## Load Bagging Model Artifact

In [2]:
from pathlib import Path
import joblib
import pandas as pd

# Resolve a BaggingClassifier artifact automatically so the notebook stays portable.
MODEL_DIR = Path("../../../complete_dataset/second_exp_alcohol_dataset/pk_files_saved")
if not MODEL_DIR.exists():
    raise FileNotFoundError(f"Expected model directory missing: {MODEL_DIR}")

bagging_paths = sorted(MODEL_DIR.glob("*bagging*.pkl"))
if not bagging_paths:
    raise FileNotFoundError(
        f"No BaggingClassifier artifacts found in {MODEL_DIR}. "
        "Please train/save the model before running this notebook."
    )

BAGGING_MODEL_PATH = bagging_paths[0]
bagging_pipeline = joblib.load(BAGGING_MODEL_PATH)
print(f"Loaded Bagging pipeline from: {BAGGING_MODEL_PATH}")

# Some training runs persist the Bagging estimator inside an imblearn pipeline.
if hasattr(bagging_pipeline, "named_steps"):
    bagging_classifier = bagging_pipeline.named_steps.get("classifier", bagging_pipeline)
    pipeline_feature_names = getattr(bagging_pipeline, "feature_names_in_", None)
else:
    bagging_classifier = bagging_pipeline
    pipeline_feature_names = getattr(bagging_classifier, "feature_names_in_", None)

if not hasattr(bagging_classifier, "estimators_"):
    raise AttributeError("Loaded object does not expose base estimators; expected a BaggingClassifier.")

# Recover feature names from the training dataset when available.
combined_dataset = Path("../../../complete_dataset/second_exp_alcohol_dataset/combined_retraining_dataset.csv")
if combined_dataset.exists():
    sample_df = pd.read_csv(combined_dataset, nrows=1)
    all_columns = sample_df.columns.tolist()
    # Drop target columns that should not appear in the tree features.
    target_like = {"influence_encoded_max", "label", "target"}
    feature_names = [col for col in all_columns if col not in target_like]
else:
    feature_names = pipeline_feature_names

class_labels = getattr(bagging_classifier, "classes_", [0, 1])
print(f"Detected {len(bagging_classifier.estimators_)} base estimators.")
print(f"Feature names inferred: {feature_names if feature_names is not None else 'unknown'}")
print(f"Class labels: {class_labels}")

Loaded Bagging pipeline from: ..\..\..\complete_dataset\second_exp_alcohol_dataset\pk_files_saved\bagging.pkl
Detected 200 base estimators.

## Supplied records
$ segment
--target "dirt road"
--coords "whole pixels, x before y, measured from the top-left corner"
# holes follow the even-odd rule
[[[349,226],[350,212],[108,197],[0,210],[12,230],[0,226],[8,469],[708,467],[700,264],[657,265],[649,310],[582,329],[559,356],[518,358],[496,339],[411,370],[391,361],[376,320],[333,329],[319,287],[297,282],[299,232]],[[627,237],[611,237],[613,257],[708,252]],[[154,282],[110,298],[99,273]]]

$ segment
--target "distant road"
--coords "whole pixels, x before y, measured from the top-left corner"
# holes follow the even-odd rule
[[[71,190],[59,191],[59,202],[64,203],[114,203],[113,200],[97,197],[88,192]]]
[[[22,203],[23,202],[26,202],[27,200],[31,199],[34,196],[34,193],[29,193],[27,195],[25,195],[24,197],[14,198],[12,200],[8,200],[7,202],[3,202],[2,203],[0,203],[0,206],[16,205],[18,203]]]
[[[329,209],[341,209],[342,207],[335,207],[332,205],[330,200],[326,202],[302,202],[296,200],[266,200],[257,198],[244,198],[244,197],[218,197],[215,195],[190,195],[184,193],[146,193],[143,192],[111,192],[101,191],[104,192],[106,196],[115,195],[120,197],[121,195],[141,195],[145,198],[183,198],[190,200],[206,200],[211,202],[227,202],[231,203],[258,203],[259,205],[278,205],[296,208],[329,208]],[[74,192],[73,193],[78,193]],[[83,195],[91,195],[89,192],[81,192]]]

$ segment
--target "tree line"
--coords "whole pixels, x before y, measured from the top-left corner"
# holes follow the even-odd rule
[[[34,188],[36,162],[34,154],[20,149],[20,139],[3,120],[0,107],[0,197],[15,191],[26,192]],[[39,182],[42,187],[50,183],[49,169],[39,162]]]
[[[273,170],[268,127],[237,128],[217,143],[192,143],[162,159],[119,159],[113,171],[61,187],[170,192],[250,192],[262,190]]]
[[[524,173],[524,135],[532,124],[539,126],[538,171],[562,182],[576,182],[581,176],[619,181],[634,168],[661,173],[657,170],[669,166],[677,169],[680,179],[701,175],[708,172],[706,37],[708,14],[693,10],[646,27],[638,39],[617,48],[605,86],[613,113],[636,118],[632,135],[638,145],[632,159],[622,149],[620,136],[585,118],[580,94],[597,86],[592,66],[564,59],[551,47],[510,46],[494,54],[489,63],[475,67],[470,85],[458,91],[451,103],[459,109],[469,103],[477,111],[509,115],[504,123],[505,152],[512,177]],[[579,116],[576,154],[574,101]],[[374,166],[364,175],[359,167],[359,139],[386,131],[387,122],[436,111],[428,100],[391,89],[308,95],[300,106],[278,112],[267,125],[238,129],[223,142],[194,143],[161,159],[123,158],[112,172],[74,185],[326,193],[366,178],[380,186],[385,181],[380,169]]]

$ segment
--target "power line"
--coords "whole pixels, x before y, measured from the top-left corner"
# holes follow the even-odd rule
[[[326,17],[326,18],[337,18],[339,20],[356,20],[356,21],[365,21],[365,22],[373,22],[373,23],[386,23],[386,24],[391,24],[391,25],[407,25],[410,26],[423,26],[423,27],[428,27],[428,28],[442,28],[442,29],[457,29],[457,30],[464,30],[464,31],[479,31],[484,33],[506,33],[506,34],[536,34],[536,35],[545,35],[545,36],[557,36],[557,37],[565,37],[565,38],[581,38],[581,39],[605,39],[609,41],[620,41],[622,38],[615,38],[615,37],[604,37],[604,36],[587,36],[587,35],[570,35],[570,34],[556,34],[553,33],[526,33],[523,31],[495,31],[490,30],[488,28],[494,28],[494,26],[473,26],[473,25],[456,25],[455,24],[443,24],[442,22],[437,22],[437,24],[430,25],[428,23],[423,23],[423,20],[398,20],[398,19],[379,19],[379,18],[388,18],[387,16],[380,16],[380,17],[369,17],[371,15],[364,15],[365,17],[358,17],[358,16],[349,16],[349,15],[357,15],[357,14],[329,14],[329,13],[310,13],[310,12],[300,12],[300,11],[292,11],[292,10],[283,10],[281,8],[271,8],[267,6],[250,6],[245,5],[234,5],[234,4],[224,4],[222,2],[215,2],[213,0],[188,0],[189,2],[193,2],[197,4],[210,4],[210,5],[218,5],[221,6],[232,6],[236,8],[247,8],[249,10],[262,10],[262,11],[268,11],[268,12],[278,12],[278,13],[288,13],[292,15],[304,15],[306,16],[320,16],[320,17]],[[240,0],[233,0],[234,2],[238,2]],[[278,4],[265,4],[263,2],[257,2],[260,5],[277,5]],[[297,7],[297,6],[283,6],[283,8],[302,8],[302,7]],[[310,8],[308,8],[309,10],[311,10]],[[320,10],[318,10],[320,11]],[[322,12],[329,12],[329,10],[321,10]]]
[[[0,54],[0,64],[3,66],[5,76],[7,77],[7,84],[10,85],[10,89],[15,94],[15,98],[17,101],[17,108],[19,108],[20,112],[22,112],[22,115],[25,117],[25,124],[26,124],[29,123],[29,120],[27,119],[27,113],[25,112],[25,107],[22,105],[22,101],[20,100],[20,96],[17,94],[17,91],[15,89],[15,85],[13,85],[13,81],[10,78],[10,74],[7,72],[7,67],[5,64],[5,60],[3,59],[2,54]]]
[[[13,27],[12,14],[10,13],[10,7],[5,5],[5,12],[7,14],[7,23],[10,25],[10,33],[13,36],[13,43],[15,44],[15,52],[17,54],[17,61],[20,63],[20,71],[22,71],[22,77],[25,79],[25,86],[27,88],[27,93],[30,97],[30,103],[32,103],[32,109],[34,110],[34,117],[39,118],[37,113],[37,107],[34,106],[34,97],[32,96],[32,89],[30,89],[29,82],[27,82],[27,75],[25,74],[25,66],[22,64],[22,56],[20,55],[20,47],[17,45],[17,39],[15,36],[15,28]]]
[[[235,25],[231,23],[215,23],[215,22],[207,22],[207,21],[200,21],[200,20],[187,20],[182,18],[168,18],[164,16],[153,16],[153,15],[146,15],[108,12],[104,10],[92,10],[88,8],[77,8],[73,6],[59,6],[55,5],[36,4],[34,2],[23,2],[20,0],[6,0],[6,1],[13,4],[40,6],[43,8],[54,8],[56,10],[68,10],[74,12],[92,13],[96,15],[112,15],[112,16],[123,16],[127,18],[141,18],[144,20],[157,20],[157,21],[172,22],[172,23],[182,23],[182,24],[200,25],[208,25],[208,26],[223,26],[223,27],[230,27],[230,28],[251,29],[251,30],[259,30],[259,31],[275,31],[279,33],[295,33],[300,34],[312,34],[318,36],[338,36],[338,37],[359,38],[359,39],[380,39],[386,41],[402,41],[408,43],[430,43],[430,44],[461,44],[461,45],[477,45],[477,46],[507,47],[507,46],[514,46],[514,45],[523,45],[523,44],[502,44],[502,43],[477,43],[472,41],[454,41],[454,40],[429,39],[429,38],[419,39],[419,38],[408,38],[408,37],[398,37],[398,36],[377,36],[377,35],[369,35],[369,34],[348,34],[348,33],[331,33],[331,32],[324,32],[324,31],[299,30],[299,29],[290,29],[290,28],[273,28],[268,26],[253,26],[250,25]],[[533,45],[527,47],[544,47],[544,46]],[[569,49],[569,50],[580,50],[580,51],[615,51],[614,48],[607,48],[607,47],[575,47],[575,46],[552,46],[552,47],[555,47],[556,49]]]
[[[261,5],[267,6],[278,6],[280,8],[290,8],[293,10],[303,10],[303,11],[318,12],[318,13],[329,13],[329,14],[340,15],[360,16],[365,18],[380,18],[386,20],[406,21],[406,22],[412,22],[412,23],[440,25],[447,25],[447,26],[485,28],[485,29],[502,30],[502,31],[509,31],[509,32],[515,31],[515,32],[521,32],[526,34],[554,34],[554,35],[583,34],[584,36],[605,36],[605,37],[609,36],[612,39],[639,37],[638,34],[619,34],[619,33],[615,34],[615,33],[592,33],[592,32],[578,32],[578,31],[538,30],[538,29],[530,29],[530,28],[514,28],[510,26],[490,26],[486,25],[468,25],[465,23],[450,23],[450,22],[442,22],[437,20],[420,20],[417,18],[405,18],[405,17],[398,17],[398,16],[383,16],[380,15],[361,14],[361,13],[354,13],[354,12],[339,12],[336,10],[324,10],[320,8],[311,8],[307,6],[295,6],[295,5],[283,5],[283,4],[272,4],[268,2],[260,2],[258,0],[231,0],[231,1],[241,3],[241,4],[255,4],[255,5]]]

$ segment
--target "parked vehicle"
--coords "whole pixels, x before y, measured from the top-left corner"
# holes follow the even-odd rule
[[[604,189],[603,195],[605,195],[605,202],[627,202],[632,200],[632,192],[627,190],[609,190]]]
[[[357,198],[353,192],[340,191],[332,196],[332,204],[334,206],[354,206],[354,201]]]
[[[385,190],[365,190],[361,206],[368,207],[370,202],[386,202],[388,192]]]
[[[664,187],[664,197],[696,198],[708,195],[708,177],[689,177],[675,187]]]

## Aim of the exercise
Quote the notebook code from "# Drop target" down to "200 base estimators.". The rows have no connection to the notebook code.

## Exercise output
# Drop target columns that should not appear in the tree features.
    target_like = {"influence_encoded_max", "label", "target"}
    feature_names = [col for col in all_columns if col not in target_like]
else:
    feature_names = pipeline_feature_names

class_labels = getattr(bagging_classifier, "classes_", [0, 1])
print(f"Detected {len(bagging_classifier.estimators_)} base estimators.")
print(f"Feature names inferred: {feature_names if feature_names is not None else 'unknown'}")
print(f"Class labels: {class_labels}")

Loaded Bagging pipeline from: ..\..\..\complete_dataset\second_exp_alcohol_dataset\pk_files_saved\bagging.pkl
Detected 200 base estimators.